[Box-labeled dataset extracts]
######

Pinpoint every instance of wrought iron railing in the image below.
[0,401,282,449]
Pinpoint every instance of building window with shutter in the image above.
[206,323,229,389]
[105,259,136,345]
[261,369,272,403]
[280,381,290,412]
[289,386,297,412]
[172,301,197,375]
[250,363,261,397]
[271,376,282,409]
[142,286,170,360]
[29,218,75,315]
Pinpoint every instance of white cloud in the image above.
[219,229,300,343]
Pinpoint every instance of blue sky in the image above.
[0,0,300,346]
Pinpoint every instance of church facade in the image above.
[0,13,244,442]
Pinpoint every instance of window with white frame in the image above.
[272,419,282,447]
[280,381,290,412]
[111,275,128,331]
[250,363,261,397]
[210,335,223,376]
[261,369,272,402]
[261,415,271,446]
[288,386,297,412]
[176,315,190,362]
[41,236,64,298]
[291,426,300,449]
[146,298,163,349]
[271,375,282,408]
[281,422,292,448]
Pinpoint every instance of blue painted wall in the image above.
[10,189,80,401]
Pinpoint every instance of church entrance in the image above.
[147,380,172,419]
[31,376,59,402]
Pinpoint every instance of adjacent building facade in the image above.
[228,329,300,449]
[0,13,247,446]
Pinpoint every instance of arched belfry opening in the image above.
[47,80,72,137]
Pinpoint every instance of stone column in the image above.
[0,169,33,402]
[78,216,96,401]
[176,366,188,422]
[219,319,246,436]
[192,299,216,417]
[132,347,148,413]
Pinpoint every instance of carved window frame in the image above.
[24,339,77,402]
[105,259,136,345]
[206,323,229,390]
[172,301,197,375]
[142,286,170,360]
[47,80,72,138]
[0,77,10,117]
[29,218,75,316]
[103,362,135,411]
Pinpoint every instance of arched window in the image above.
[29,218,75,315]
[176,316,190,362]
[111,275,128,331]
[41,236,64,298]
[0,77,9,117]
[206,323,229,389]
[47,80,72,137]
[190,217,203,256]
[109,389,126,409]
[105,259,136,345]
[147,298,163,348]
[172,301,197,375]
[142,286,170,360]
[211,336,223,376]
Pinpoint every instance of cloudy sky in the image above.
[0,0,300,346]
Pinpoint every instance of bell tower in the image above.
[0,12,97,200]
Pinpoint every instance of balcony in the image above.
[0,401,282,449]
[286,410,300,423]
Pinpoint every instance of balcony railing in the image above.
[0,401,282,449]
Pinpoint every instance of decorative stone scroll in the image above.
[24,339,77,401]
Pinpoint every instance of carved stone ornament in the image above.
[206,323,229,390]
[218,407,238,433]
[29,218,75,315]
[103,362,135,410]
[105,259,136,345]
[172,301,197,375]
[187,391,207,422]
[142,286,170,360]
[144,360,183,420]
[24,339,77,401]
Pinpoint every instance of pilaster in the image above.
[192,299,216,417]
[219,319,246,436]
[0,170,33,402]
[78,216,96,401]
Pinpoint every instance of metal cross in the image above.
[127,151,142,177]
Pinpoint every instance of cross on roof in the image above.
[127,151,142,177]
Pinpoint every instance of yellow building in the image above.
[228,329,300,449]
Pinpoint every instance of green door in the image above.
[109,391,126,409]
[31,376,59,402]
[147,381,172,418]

######

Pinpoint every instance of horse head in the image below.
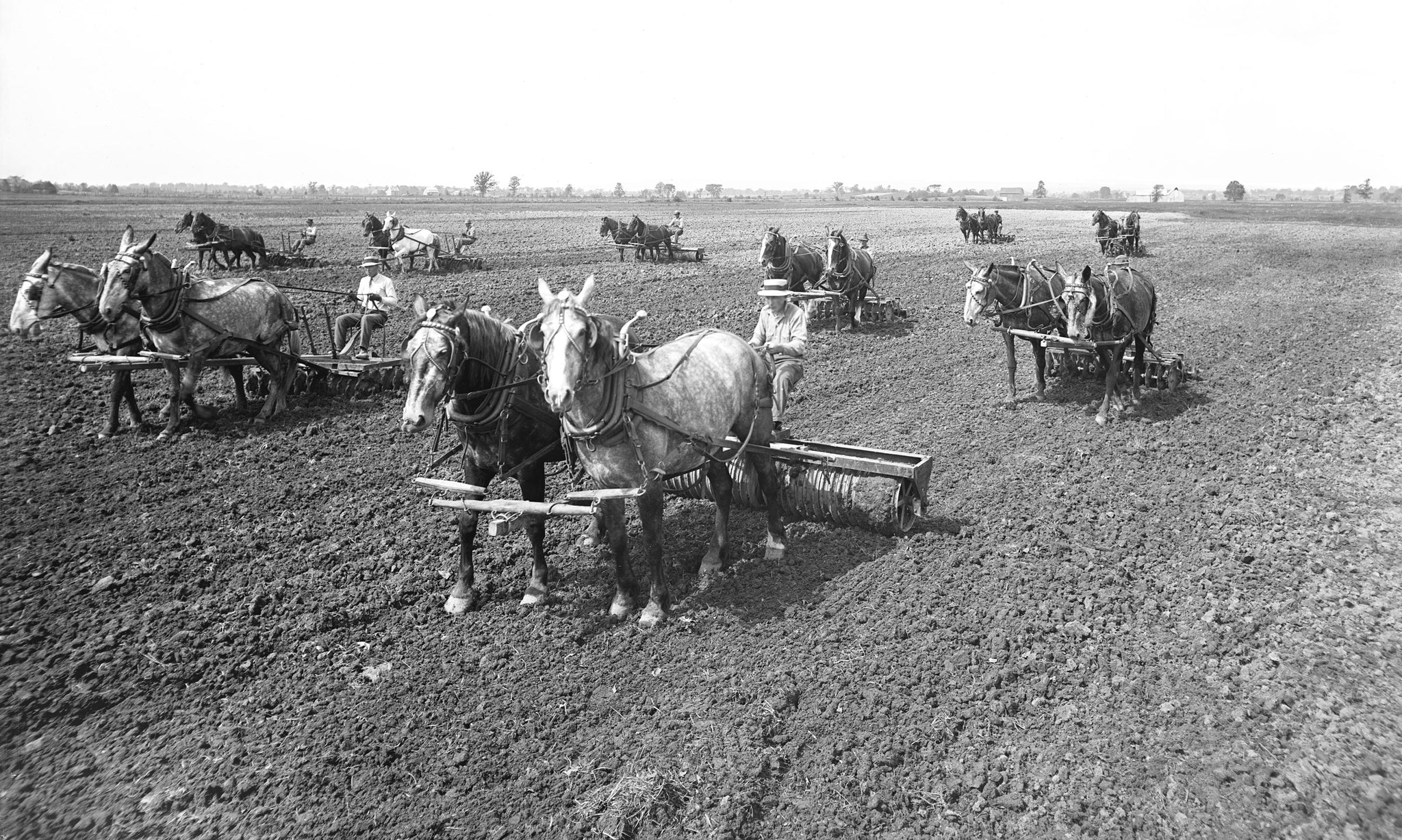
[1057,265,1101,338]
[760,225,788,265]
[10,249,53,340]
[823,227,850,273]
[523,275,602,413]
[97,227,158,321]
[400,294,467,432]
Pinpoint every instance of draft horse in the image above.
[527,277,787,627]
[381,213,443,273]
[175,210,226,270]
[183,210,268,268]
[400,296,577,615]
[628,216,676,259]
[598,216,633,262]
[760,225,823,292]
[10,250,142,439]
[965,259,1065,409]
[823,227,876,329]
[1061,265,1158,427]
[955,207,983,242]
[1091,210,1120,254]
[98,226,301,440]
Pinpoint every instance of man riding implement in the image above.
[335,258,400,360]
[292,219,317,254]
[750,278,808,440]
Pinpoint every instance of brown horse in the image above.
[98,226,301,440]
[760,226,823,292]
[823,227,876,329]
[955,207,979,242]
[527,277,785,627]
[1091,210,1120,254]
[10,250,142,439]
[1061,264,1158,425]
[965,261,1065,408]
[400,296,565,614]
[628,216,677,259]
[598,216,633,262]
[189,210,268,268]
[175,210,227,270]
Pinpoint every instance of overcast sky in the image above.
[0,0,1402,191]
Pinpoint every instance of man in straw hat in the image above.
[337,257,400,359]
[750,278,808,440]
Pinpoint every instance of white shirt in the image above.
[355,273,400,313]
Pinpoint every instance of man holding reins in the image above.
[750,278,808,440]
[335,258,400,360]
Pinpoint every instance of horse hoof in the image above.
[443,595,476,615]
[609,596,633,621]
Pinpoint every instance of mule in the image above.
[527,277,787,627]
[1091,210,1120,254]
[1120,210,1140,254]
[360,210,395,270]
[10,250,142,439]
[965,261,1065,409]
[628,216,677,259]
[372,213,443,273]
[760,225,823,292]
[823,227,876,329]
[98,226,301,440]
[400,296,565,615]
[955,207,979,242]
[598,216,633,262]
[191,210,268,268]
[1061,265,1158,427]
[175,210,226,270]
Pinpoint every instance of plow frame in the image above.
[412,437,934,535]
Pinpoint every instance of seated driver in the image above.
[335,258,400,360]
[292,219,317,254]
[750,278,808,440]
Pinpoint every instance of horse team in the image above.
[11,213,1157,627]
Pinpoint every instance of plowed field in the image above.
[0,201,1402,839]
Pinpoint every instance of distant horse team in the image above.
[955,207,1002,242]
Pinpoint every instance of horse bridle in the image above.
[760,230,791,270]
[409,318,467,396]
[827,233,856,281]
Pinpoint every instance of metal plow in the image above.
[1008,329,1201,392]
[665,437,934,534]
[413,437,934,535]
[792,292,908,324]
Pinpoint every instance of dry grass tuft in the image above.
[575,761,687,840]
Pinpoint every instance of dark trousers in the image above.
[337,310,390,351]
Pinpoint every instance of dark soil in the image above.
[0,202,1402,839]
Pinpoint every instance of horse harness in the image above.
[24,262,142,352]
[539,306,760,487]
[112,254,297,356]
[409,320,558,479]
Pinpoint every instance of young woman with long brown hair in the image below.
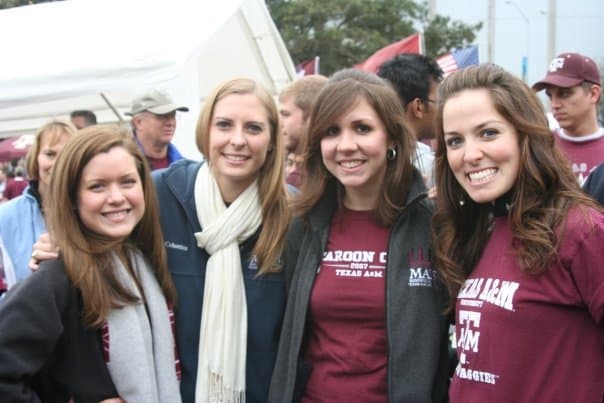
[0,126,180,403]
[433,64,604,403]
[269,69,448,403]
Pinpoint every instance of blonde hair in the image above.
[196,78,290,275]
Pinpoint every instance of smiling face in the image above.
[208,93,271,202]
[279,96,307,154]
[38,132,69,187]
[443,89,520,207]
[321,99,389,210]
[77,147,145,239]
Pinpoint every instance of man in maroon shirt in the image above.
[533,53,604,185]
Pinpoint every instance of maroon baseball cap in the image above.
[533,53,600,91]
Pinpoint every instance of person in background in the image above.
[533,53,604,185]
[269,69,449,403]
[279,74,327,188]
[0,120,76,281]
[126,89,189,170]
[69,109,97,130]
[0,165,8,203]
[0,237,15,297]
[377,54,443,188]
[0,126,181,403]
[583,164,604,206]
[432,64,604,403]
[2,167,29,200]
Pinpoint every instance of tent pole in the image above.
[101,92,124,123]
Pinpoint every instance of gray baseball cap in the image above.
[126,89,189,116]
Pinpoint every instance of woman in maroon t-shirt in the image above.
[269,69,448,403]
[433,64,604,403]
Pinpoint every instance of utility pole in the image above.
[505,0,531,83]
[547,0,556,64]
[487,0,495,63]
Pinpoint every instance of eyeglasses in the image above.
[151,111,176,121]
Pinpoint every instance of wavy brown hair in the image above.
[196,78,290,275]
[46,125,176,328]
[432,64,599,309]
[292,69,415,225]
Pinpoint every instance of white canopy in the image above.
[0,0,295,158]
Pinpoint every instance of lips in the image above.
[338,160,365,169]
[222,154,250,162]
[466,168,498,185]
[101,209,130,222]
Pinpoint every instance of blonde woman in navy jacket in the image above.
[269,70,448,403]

######

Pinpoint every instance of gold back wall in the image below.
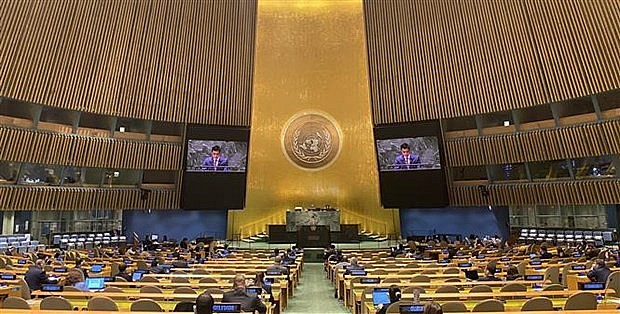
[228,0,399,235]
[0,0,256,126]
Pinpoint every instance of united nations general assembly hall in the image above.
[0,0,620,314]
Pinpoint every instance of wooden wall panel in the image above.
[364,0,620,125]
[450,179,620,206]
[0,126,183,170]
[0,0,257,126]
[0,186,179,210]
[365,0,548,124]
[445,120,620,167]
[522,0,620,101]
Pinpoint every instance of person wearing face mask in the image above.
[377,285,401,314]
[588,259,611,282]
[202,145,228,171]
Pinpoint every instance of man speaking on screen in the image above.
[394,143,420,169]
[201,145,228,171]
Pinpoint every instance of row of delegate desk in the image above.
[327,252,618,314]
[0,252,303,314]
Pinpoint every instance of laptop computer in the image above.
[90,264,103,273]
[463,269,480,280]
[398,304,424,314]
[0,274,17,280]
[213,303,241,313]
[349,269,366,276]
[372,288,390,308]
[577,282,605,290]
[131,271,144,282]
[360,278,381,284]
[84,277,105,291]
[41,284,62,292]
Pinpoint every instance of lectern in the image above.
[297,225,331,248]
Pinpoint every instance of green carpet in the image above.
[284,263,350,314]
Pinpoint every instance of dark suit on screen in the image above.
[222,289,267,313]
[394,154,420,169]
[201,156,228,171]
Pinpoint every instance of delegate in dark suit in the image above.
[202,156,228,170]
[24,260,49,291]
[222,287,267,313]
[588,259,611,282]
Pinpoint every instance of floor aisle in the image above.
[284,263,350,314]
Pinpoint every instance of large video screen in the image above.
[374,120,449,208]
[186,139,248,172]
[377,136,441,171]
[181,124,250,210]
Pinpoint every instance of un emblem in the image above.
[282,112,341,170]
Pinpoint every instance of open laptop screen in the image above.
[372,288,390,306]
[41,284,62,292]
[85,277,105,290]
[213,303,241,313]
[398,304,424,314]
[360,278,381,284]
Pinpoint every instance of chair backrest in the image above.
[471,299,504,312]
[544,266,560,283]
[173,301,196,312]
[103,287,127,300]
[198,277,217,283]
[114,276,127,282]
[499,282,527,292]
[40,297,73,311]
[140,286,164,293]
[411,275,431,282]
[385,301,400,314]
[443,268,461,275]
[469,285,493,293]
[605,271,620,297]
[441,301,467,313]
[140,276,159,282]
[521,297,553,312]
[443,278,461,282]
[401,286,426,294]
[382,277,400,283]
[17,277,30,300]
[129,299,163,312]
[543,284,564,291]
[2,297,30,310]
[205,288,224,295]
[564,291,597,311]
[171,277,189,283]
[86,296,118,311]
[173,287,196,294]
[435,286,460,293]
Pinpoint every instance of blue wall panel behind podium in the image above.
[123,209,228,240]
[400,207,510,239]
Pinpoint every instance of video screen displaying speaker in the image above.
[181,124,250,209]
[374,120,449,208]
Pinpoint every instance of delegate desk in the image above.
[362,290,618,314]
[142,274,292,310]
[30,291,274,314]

######

What needs to be done: Rewrite the lines starting at the one containing "Pinpoint every instance of person wearing" and ending at the one containing "[0,252,303,314]" as a Markdown table with the columns Row and Line. Number the rows from 1 and leave out any blank lines.

Written answer:
| Row | Line |
|---|---|
| 1 | Pinpoint every instance of person wearing face mask in the image above. |
| 2 | [377,285,401,314] |
| 3 | [588,259,611,282] |
| 4 | [202,145,228,171] |
| 5 | Pinpoint every instance of man speaking on screen in the image above. |
| 6 | [394,143,420,169] |
| 7 | [201,145,228,171] |
| 8 | Pinpoint every instance of row of delegate desk in the image above. |
| 9 | [327,252,618,314] |
| 10 | [0,252,303,314] |